- _Task statement_: Somewhere below is a line with "positive clicks: (285, 249) (282, 233)" and, later, a line with "rough mask: <svg"; repeat those two lines and all the lines between them, exactly as they are.

###

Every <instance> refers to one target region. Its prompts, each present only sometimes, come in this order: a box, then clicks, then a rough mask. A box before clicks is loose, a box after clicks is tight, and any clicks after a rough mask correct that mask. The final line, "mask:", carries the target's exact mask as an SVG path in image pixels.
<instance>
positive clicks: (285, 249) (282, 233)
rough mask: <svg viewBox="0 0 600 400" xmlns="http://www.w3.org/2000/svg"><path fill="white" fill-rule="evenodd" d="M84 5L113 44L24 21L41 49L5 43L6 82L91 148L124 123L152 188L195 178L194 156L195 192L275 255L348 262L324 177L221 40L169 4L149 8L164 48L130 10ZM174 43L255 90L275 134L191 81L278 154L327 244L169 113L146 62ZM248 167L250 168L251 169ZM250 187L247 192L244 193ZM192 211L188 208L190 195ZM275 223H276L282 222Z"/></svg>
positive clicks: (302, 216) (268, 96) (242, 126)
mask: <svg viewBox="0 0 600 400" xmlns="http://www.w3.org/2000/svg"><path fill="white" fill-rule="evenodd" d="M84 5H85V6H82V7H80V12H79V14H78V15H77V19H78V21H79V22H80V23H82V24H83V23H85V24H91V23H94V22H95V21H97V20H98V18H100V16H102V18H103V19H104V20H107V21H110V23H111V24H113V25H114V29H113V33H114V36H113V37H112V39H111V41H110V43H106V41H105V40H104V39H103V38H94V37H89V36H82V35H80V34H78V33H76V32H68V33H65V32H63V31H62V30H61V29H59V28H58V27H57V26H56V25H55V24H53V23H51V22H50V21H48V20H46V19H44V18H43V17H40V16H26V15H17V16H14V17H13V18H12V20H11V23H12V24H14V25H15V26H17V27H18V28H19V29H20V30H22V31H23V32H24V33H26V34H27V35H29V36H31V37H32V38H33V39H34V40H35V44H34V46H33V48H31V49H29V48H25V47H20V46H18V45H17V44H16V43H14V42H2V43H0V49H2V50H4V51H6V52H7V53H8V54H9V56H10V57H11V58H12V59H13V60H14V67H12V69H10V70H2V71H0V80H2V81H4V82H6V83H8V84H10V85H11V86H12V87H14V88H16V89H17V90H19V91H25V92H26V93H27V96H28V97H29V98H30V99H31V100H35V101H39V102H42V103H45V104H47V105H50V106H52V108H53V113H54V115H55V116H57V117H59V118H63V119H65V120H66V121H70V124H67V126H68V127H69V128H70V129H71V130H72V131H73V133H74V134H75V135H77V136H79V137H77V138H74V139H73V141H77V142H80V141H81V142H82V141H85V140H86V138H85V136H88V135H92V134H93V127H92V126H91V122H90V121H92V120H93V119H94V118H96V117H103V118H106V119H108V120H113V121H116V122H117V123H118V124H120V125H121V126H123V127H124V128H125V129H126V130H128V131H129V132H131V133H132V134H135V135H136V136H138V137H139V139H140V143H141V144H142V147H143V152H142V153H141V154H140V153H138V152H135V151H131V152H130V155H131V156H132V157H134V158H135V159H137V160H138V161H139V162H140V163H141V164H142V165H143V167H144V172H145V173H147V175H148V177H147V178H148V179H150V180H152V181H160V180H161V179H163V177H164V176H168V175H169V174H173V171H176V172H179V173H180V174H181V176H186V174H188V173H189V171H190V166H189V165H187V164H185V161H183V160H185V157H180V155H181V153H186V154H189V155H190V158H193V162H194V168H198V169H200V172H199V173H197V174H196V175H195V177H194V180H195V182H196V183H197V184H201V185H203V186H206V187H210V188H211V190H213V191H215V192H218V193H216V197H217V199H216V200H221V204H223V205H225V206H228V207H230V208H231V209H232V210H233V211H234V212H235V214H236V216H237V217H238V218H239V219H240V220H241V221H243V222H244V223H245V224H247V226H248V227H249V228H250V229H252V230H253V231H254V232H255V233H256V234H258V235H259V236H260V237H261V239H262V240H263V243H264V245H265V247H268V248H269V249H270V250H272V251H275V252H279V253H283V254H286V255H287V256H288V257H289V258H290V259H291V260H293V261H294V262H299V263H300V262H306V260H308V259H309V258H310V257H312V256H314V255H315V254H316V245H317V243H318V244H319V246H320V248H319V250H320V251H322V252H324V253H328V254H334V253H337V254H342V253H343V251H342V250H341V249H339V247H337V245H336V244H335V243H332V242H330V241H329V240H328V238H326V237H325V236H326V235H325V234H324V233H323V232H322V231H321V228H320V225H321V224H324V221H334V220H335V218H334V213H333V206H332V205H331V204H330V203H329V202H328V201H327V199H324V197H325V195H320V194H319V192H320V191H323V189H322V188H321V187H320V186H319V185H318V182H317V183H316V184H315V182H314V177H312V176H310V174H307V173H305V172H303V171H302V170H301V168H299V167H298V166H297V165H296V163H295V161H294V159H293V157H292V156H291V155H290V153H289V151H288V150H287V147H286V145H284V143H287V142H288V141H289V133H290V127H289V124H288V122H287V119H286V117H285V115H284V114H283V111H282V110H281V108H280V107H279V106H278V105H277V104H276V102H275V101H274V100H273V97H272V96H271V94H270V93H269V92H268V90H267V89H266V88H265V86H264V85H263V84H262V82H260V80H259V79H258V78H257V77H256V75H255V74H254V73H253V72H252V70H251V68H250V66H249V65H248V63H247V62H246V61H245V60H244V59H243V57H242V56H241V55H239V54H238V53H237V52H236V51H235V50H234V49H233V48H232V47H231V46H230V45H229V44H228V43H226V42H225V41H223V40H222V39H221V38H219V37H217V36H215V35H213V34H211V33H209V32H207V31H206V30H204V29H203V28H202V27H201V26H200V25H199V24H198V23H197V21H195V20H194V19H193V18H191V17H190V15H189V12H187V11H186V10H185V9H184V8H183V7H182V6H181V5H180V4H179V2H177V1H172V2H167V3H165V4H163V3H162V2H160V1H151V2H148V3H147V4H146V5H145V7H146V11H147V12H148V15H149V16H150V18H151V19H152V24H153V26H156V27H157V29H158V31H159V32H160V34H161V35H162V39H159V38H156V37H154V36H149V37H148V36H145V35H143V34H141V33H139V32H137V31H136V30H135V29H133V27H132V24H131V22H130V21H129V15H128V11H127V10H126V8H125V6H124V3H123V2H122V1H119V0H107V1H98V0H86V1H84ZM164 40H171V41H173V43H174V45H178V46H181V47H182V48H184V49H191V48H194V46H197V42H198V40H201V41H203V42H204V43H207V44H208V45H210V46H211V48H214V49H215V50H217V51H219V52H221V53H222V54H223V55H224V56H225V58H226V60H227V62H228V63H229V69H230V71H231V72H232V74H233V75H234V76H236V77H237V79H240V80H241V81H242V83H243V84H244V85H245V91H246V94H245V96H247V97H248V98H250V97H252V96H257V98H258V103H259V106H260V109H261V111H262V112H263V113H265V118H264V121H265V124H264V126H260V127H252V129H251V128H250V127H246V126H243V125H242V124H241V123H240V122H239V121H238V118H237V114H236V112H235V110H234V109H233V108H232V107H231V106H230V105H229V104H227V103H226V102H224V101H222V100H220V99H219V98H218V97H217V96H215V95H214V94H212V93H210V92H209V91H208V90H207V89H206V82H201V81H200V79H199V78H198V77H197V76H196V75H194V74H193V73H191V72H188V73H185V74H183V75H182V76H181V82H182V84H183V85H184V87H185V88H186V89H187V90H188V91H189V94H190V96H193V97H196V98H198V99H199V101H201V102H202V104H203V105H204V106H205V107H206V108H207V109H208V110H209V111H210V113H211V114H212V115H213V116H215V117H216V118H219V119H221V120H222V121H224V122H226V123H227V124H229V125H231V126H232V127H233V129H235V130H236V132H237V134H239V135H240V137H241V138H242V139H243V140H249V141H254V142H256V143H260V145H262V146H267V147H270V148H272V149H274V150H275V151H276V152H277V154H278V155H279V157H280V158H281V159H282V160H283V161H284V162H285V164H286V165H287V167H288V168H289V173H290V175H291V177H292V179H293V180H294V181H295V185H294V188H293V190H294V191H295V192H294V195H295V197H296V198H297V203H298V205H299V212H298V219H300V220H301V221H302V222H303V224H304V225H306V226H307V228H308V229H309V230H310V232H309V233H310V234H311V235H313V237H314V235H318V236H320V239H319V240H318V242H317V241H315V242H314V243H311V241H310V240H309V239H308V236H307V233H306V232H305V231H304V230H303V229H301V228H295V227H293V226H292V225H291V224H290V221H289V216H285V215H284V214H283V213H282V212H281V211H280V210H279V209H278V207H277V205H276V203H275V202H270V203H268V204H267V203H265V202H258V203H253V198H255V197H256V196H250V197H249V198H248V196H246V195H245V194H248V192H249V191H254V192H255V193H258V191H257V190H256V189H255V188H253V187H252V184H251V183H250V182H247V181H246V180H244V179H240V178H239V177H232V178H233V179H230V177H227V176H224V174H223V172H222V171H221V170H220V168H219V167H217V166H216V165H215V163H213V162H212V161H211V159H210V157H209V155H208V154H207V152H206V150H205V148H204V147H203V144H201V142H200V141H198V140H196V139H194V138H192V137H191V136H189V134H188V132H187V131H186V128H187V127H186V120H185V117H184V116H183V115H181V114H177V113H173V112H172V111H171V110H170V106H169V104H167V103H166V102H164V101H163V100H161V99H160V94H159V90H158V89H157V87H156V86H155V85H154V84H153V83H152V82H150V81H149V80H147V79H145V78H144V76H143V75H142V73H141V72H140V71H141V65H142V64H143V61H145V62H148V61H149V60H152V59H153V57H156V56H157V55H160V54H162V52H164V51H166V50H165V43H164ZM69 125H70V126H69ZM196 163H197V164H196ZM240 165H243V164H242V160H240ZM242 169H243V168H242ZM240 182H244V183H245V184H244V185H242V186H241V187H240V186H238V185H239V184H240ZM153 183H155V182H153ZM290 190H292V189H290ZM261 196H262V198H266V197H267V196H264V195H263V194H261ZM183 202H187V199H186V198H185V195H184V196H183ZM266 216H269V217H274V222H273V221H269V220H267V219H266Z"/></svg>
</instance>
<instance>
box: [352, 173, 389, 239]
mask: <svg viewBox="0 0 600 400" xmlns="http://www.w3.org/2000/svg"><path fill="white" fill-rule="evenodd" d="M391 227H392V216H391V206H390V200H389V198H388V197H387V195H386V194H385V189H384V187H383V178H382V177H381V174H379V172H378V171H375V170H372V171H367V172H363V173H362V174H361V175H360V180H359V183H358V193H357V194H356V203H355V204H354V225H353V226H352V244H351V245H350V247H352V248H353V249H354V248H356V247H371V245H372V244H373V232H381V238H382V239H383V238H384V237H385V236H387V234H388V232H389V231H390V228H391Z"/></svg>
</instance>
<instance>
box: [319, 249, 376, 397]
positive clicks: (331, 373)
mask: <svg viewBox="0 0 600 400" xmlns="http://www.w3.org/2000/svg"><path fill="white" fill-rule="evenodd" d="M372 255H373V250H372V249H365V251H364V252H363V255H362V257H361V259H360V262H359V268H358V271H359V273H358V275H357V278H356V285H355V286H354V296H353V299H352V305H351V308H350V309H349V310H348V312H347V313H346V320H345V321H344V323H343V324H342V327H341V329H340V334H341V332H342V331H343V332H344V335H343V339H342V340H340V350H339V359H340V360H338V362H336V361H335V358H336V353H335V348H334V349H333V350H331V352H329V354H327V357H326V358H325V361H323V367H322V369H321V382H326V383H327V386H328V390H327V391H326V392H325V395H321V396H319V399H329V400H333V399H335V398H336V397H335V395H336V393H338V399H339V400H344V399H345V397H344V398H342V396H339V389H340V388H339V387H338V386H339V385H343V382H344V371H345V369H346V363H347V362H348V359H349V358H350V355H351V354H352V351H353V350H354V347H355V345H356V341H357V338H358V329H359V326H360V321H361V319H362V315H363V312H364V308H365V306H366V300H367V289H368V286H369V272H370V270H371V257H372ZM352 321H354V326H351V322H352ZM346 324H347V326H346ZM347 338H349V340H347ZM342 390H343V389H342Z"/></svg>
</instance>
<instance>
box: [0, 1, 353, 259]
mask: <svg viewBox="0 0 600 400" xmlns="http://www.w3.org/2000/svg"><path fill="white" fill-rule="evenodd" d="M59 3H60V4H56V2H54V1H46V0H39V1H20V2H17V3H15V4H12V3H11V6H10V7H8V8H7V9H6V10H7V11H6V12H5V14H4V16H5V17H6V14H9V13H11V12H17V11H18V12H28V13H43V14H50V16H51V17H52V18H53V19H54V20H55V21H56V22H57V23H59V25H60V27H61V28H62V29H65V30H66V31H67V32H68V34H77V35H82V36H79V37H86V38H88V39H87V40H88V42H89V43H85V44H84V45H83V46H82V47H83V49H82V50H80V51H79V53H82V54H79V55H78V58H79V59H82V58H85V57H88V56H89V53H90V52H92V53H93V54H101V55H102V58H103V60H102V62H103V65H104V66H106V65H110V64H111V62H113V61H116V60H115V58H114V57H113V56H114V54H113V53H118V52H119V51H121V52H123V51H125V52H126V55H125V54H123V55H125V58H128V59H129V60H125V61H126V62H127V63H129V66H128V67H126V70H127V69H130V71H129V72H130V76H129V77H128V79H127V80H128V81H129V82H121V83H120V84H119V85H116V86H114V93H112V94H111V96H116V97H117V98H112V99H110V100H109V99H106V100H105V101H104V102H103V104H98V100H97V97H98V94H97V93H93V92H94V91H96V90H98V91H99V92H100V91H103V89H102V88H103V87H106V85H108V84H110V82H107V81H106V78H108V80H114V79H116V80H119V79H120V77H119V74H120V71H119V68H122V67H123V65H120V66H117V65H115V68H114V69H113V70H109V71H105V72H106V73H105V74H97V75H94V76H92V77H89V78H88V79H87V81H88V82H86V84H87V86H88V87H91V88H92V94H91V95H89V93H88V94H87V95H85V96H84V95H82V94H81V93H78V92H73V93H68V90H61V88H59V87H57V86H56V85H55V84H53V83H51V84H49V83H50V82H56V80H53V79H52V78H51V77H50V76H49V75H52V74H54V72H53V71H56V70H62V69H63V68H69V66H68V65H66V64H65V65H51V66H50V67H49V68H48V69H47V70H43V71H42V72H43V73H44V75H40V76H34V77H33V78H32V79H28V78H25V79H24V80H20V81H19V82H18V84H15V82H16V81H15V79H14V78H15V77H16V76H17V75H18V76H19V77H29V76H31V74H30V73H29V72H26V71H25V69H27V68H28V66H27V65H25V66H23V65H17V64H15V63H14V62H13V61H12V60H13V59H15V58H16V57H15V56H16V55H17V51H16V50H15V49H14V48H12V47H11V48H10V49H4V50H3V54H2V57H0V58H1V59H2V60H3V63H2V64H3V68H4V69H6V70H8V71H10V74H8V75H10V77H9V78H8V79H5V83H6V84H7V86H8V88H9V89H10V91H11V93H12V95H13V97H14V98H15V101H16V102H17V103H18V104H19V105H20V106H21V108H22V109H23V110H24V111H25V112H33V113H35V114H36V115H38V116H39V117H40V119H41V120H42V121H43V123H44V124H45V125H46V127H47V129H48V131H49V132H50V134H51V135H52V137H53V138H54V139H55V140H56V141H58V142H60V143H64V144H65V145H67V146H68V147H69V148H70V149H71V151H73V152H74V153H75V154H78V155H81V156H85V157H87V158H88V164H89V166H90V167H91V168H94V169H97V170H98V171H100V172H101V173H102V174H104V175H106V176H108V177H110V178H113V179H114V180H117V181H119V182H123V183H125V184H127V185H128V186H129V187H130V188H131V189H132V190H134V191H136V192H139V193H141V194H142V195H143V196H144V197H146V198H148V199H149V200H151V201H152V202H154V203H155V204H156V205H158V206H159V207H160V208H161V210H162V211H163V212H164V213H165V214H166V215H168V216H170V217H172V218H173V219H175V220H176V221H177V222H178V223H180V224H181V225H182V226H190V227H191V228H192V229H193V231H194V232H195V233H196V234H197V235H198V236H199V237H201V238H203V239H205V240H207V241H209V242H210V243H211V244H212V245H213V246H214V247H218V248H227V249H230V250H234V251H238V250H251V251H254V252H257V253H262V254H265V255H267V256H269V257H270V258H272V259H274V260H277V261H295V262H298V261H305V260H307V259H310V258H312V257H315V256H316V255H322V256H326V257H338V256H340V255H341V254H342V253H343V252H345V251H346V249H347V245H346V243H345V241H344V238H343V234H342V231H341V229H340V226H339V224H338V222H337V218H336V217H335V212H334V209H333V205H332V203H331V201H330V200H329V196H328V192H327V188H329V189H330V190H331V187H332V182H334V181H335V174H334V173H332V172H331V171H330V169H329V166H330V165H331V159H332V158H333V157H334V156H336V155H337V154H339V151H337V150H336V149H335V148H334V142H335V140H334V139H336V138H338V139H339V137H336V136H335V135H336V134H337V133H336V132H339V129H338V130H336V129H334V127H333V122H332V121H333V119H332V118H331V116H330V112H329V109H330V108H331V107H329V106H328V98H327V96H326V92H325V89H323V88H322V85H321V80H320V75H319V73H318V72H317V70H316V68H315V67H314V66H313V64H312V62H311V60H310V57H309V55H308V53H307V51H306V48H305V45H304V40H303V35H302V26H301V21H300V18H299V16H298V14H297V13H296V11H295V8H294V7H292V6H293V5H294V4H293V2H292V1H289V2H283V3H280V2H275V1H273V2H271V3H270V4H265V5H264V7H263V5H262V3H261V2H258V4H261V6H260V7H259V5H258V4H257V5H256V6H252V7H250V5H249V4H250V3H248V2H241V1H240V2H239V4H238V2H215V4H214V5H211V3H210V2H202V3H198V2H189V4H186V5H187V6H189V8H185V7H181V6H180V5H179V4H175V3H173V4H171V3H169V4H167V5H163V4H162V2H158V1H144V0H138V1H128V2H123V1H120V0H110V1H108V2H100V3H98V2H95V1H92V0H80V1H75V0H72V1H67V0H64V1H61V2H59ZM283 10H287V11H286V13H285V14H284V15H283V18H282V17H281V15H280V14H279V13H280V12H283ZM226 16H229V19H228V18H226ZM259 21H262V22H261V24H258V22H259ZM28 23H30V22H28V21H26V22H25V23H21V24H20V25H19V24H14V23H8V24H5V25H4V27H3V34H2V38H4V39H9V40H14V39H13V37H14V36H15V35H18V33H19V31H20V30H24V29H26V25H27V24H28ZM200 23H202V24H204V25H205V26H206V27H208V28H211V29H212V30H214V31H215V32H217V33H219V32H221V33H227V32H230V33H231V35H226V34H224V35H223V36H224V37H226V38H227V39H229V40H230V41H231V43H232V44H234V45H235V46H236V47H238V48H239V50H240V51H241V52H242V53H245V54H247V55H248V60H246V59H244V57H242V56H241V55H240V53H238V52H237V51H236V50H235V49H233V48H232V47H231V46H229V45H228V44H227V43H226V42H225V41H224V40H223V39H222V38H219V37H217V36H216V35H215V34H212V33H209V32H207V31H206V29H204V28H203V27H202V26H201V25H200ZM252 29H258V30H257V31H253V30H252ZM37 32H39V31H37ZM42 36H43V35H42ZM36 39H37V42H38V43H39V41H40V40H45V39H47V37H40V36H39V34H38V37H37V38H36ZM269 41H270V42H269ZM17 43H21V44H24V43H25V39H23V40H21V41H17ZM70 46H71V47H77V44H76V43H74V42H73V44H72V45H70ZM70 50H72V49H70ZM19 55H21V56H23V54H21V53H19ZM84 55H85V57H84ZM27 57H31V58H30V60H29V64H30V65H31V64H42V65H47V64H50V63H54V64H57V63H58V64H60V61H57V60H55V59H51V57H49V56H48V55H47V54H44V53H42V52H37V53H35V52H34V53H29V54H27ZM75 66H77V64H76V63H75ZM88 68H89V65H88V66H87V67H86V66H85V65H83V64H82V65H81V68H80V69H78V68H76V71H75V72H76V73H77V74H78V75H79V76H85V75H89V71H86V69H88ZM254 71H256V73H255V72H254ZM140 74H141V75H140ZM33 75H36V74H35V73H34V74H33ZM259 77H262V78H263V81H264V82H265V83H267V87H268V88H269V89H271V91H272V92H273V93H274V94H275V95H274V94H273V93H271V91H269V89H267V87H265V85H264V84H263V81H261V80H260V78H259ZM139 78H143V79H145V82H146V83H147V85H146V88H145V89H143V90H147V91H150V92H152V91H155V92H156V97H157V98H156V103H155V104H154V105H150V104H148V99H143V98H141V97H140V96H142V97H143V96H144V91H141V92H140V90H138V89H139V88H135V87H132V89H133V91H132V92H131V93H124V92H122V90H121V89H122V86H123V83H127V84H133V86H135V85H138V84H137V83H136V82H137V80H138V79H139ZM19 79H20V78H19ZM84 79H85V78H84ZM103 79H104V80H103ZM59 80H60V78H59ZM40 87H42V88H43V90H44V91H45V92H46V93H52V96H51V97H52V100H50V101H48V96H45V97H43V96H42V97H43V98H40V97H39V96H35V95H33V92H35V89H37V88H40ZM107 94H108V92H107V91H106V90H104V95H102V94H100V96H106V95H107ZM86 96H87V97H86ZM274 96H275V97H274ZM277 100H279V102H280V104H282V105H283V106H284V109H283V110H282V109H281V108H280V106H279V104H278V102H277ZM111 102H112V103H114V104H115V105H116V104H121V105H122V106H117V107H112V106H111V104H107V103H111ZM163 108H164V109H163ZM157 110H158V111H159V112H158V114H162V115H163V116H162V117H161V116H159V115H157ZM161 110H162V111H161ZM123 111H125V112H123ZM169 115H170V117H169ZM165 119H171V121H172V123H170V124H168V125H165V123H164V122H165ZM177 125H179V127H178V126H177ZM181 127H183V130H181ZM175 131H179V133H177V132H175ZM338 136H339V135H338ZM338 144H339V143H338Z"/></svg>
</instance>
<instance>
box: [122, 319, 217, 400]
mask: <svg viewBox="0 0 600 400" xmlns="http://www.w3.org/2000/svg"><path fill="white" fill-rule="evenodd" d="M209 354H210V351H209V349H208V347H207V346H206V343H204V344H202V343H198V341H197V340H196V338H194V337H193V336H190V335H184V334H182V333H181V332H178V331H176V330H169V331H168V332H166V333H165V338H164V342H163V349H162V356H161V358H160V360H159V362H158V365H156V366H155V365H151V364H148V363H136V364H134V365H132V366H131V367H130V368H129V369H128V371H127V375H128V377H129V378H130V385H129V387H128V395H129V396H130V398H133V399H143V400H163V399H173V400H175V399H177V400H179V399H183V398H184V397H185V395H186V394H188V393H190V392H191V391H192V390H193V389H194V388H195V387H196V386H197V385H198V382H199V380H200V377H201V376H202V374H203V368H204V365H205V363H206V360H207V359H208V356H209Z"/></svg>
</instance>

###

- _Problem solution_:
positive clicks: (285, 249) (282, 233)
rough mask: <svg viewBox="0 0 600 400" xmlns="http://www.w3.org/2000/svg"><path fill="white" fill-rule="evenodd" d="M84 5L113 44L24 21L41 49L5 43L6 82L91 148L124 123L152 188L195 178L194 156L195 192L275 255L348 262L324 177L221 40L169 4L149 8L164 48L130 10ZM174 43L255 90L275 134L191 81L278 154L327 244L169 113L146 62ZM248 167L250 168L251 169ZM250 187L247 192L244 193ZM192 211L188 208L190 195ZM275 223H276L282 222Z"/></svg>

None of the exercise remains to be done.